■ Action item: Repeat the entries. Each one must match exactly.

[[ Data supplied, beginning ]]

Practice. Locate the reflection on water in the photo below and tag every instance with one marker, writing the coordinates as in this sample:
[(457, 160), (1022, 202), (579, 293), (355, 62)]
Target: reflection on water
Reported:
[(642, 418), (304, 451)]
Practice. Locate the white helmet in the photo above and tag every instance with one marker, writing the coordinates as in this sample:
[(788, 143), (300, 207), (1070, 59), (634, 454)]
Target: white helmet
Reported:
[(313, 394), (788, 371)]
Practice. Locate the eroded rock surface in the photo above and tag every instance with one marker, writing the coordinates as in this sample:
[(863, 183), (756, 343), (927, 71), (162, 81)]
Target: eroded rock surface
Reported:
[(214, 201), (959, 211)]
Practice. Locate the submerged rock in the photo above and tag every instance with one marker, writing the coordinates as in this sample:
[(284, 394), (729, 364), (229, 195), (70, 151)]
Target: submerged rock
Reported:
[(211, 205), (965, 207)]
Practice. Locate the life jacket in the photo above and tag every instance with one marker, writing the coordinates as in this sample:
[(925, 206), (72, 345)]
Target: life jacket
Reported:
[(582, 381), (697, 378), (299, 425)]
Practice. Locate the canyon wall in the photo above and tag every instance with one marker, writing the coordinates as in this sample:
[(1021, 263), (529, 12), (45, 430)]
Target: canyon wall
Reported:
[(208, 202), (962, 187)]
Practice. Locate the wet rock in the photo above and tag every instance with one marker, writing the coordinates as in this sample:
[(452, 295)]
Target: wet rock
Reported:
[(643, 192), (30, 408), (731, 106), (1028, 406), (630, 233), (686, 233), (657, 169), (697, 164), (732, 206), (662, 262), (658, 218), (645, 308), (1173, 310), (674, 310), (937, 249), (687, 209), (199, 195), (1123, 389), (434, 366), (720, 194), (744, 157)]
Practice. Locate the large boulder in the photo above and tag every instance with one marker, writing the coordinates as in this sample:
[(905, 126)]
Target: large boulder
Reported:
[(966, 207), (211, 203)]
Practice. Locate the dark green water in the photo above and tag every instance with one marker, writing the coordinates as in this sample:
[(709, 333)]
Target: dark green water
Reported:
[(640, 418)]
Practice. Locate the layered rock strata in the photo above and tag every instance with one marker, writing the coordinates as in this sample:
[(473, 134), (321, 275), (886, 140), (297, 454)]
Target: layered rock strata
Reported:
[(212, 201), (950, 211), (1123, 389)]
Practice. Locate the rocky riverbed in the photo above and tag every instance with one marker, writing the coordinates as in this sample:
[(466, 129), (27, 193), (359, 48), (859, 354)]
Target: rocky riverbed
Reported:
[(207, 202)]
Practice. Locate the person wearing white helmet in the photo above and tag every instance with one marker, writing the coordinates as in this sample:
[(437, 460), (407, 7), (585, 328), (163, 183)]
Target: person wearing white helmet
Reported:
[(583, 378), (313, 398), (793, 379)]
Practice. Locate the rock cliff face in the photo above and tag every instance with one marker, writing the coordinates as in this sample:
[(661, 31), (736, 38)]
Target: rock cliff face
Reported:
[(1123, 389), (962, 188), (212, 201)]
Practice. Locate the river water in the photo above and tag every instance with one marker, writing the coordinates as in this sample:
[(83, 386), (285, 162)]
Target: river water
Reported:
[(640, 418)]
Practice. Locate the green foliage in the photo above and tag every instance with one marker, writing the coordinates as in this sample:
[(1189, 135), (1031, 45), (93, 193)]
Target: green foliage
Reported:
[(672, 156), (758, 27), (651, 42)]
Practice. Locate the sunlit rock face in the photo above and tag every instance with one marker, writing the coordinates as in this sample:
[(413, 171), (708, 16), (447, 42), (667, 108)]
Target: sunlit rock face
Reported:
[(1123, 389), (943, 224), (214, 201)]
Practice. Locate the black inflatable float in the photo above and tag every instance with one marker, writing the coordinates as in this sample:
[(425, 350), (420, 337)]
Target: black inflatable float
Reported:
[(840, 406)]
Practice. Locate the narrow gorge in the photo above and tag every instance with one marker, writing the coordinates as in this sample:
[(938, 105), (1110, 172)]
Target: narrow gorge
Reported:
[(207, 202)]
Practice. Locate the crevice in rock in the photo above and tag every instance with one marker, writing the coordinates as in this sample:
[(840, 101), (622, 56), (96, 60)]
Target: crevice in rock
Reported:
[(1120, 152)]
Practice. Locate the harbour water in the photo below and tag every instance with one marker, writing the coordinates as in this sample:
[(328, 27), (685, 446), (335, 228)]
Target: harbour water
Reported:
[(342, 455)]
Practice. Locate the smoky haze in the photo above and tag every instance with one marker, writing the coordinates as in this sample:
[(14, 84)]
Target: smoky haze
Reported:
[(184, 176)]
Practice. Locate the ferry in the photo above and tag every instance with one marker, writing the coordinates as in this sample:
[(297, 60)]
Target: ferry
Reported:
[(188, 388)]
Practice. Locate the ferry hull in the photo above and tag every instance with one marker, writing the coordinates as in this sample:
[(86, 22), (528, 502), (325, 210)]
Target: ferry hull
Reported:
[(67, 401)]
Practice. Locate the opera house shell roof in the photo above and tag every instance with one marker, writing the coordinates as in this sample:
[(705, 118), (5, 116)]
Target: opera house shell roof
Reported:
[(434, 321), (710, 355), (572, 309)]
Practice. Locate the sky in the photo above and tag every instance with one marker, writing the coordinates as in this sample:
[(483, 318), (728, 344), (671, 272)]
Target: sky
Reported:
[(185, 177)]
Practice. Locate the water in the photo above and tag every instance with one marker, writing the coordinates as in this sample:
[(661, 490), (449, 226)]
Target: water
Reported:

[[ Data supplied, end ]]

■ Task response:
Practice. Locate the reflection on water in the photo below and tag every instance with one marker, writing the coordinates as in this sample:
[(457, 160), (1022, 202), (579, 293), (355, 62)]
Target: reflection on water
Reported:
[(642, 418), (304, 451)]
Practice. Locate the white helmet in the photo above and tag every instance with one marker, writing the coordinates as in this sample:
[(788, 143), (300, 207), (1070, 59), (634, 454)]
Target: white helmet
Reported:
[(313, 394), (788, 371)]
Practice. Locate the eroded rock surface in the photo above and tag every instance with one marker, writing the coordinates as in this sample:
[(863, 183), (756, 343), (927, 71), (162, 81)]
Target: eroded rock surface
Reported:
[(214, 201), (959, 211)]
Practice. Locate the submerged rock in the photo above and tag every instance with one marker, writing the coordinates as in this sample:
[(284, 394), (729, 364), (229, 195), (70, 151)]
Target: submerged rock
Reported:
[(211, 205), (965, 207)]
Practice. Locate the life jacket in the photo above and tag every instance with one marker, writing the coordinates as in this sample:
[(925, 206), (72, 345)]
Target: life jacket
Reported:
[(582, 381), (697, 378), (299, 425)]
Practice. Locate the canyon wall in the photo above and tag every instance with one marker, writing the coordinates as in this sample:
[(1021, 263), (529, 12), (45, 430)]
Target: canyon wall
Reported:
[(208, 202), (962, 187)]
Practice. Locate the wet rock in the photo above and tag every instance with one marker, writing the coordinates as in this sample:
[(452, 295)]
Target: wet rock
Reported:
[(643, 192), (30, 408), (731, 106), (1028, 406), (630, 233), (686, 233), (657, 169), (697, 164), (732, 206), (662, 262), (658, 218), (645, 308), (1173, 310), (674, 310), (937, 249), (687, 209), (199, 195), (1123, 389), (434, 366), (720, 194), (744, 157)]
Practice. Locate the large boulder in the photo above and tag every instance with one marker, writing the coordinates as in this sample:
[(905, 126)]
Target: large boulder
Reported:
[(966, 207), (211, 203)]
Practice. Locate the dark green water in the photo above and tag every instance with one marker, writing the coordinates as in this sample:
[(709, 333)]
Target: dark green water
Reported:
[(640, 418)]
Practice. Locate the layered rock strata in the photo above and tag every instance with one marker, writing the coordinates as in this sample:
[(473, 134), (321, 275), (886, 140), (297, 454)]
Target: layered rock strata
Reported:
[(212, 201), (950, 211), (1123, 389)]
Practice. Locate the rocky riverbed in the photo above and tag every instance with one marker, writing the coordinates as in this sample:
[(466, 129), (27, 193), (359, 48), (859, 354)]
Target: rocky riverbed
Reported:
[(207, 202)]
Practice. Locate the person wearing white helmet in the photo above and tag every instance with one marker, writing the coordinates as in this sample:
[(437, 460), (407, 7), (585, 328), (163, 183)]
Target: person wearing white helmet
Reported:
[(583, 378), (313, 398), (793, 379)]
Practice. Locate the rock cliff face in the photo above and tag every instance with one marker, writing the coordinates as in this sample:
[(661, 31), (736, 38)]
Target: rock cliff face
Reported:
[(1123, 389), (962, 188), (212, 201)]
Practice. Locate the river water in the photo above and tag every instance with one marker, writing the coordinates as in this sample:
[(83, 386), (285, 162)]
Target: river water
Reported:
[(640, 418)]
Practice. Locate the green foliage in the photo above and tag every instance with one marker, writing the coordinates as in this sample:
[(1189, 135), (1031, 45), (93, 193)]
Target: green foliage
Reported:
[(672, 156), (758, 27), (651, 42)]
Practice. Locate the sunlit rock face in the photo above and tag every instance with one marker, writing the coordinates as in this sample:
[(413, 171), (708, 16), (447, 42), (667, 108)]
Target: sunlit rock face
Reported:
[(1123, 389), (943, 224), (214, 201)]
Practice. Locate the black inflatable float in the photo above and tag every instance with one marker, writing the coordinates as in this sample:
[(425, 350), (420, 337)]
Target: black inflatable float
Reported:
[(840, 406)]
Practice. Locate the narrow gorge in the photo above and tag every instance with one marker, writing the coordinates as in this sample:
[(938, 105), (1110, 172)]
Target: narrow gorge
Reported:
[(207, 202)]
Practice. Locate the crevice in rock in the photo above and tag every instance with one marker, writing the coordinates as in this sample:
[(840, 101), (622, 56), (96, 60)]
Target: crevice in rock
Reported:
[(1120, 152)]
Practice. Locate the harbour water in the photo below and tag every instance with one marker, writing the coordinates as in this sample:
[(328, 27), (685, 446), (335, 228)]
Target: harbour water
Reported:
[(342, 455)]
Practice. Locate the smoky haze in the photo above and tag every instance with one marker, writing the coordinates as in this sample:
[(14, 84)]
Target: smoky haze
Reported:
[(184, 176)]
Practice. Locate the ferry in the photo above and tag every instance with one marker, writing the coordinates as in this sample:
[(297, 60)]
Target: ferry
Reported:
[(188, 388)]
Practice. Locate the ferry hull in the photo above and tag every instance with one marker, writing the coordinates as in this sample:
[(86, 22), (528, 502), (325, 210)]
Target: ferry hull
Reported:
[(67, 401)]
Practice. Locate the opera house shell roof in the photo above and tag every instance with one marker, writing the coordinates as in this sample:
[(705, 118), (5, 116)]
Target: opera house shell roof
Reported:
[(434, 321), (710, 355), (572, 309)]
Practice. Locate the sky in the photo above and tag every instance with one marker, writing the coordinates as in this sample:
[(483, 318), (728, 344), (671, 272)]
Target: sky
Reported:
[(185, 177)]
Practice. Locate the water in the photo above and tag every instance with one marker, writing the coordinates as in this sample:
[(661, 490), (449, 226)]
Target: water
Reported:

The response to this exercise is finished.